| Given problem 1 |
Edit the rows below so that "sidewalk pavement" becomes "asphalt road", leaving everything else unchanged. Omit the pictures from your answer.

| Passage given |

This causes difficulties for version control and/or manual edition of the documents (outside of the classical notebook editors).

What we propose here is to implement a format for Jupyter Notebooks as percent scripts with outputs, based on the experience that we gathered in Jupytext with the percent script format (with no outputs).

The purpose of this proposal is to

  • set a few guidelines for a possible implementation
  • identify possible sponsors for the project (I would like to get funding for working on this)
  • identify technical correspondents to ease future integration with the main notebook editors (i.e. Jupyter, VS Code, PyCharm Professional)

Proposed scope

  • The percent format with outputs works for all up-to-date notebooks (cell ids are required i.e. notebook format should be at least 4.5)
  • All output types are supported
  • The implementation is done in Python, but the format works for any language (we just need to know what is the single line comment char)
  • Enough examples are provided to allow easy re-implementation in other languages (e.g. TypeScript for VS Code or Jupyter Lab)
  • This format is implemented either in Jupytext, or in a standalone library. The sponsor chooses the licence and organisation.

Sample outputs in a Jupyter Notebook

No outputs

Sometime cell.outputs = [], i.e. there is no outputs. In such a case we would just code the code cell as a standard percent cell, e.g.

# %% e57e3703-0a89-4dd7-b906-2304c8d32df7
x = 5

Note that e57e3703-0a89-4dd7-b906-2304c8d32df7 is the cell id. The user will be able to edit the cell ids in the text notebook, and we also plan to provide a utility that will programmatically rename cell ids to more friendly names like unnamed_code_cell_1.

| Given problem 2 |
In the proposal above, what is the minimum notebook format version that the percent format with outputs requires?

(Records from a data collection)
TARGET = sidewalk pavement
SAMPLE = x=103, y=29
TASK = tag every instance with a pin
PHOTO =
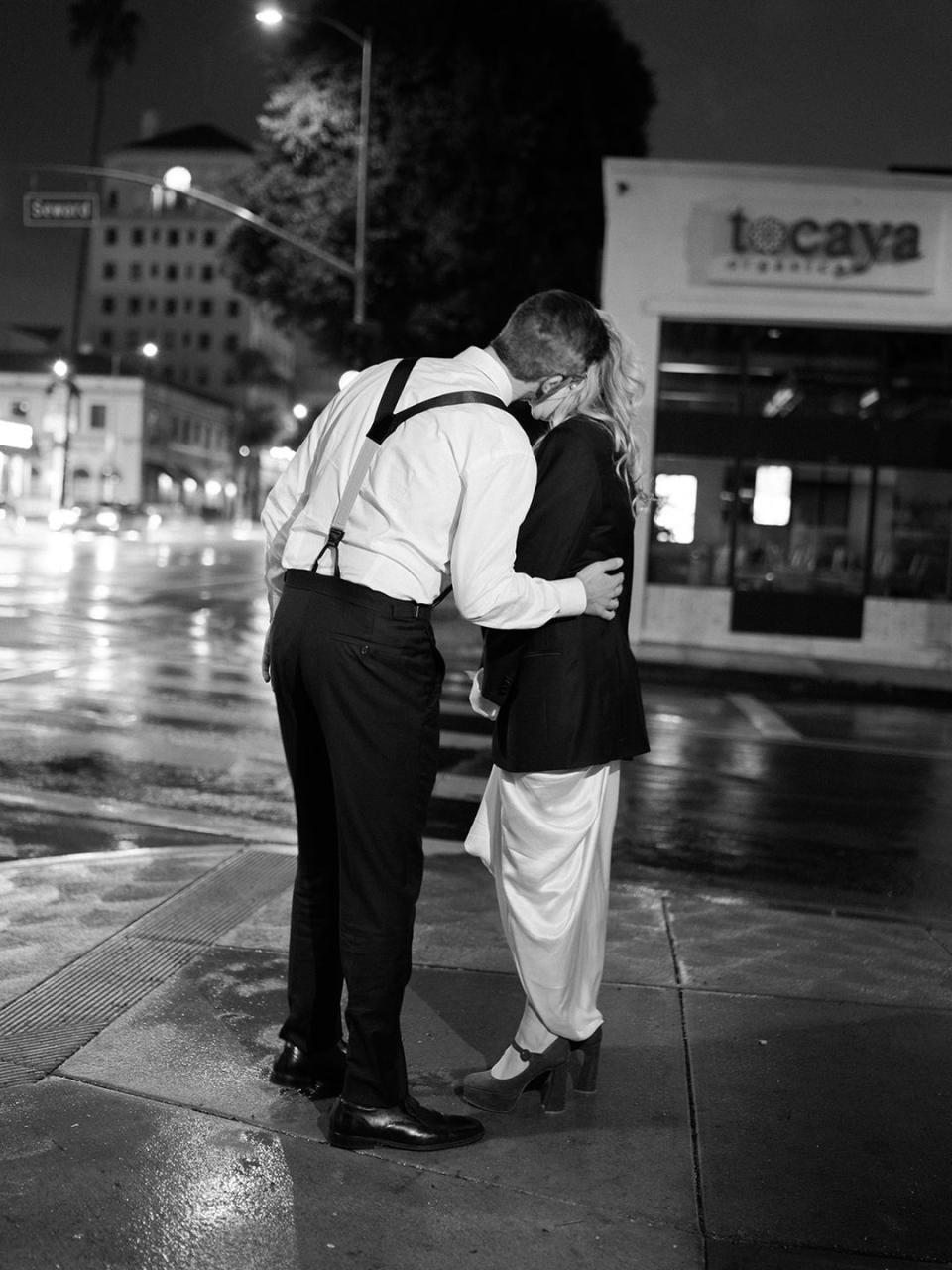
x=775, y=1088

| Task result 1 |
TARGET = asphalt road
SAMPLE = x=103, y=29
TASK = tag every instance with a pin
PHOTO =
x=775, y=1088

| Task result 2 |
At least 4.5, because cell ids are required.